◆ Given exercise
Please reproduce the material below word for word, keeping every line unchanged.

═════ Materials provided

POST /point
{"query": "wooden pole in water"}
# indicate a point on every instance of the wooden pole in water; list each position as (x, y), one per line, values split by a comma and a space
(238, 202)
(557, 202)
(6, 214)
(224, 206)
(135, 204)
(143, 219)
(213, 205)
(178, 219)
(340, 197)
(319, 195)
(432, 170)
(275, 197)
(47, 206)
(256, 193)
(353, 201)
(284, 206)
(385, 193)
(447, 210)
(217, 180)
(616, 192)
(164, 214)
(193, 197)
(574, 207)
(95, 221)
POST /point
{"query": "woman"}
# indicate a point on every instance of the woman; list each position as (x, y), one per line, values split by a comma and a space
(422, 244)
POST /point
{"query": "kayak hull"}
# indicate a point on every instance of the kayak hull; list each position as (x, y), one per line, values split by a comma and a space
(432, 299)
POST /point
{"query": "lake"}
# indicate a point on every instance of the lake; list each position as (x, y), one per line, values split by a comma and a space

══════════

◆ Solution to this problem
POST /point
{"query": "wooden pole in water"}
# indicate a point on every instance of the wooden pole in water; list each position as (x, y), one per line, values split by a comma and a space
(238, 202)
(557, 202)
(6, 214)
(224, 206)
(135, 204)
(143, 219)
(213, 205)
(178, 219)
(340, 197)
(319, 195)
(432, 170)
(275, 197)
(47, 206)
(256, 193)
(353, 201)
(284, 206)
(385, 193)
(447, 210)
(217, 180)
(616, 192)
(164, 214)
(193, 197)
(574, 207)
(95, 221)
POST /point
{"query": "woman"}
# indicate a point on every instance of the woman; list each position as (x, y), one per line, values split by a comma and a space
(422, 244)
POST /point
{"query": "kayak hull"}
# indicate a point on every instance of the kayak hull; list each position as (x, y), one per line, values split by a comma and a space
(432, 299)
POST /point
{"query": "lake"}
# indicate a point on every instance of the lake; list each position as (x, y), one per line, values split by a comma and a space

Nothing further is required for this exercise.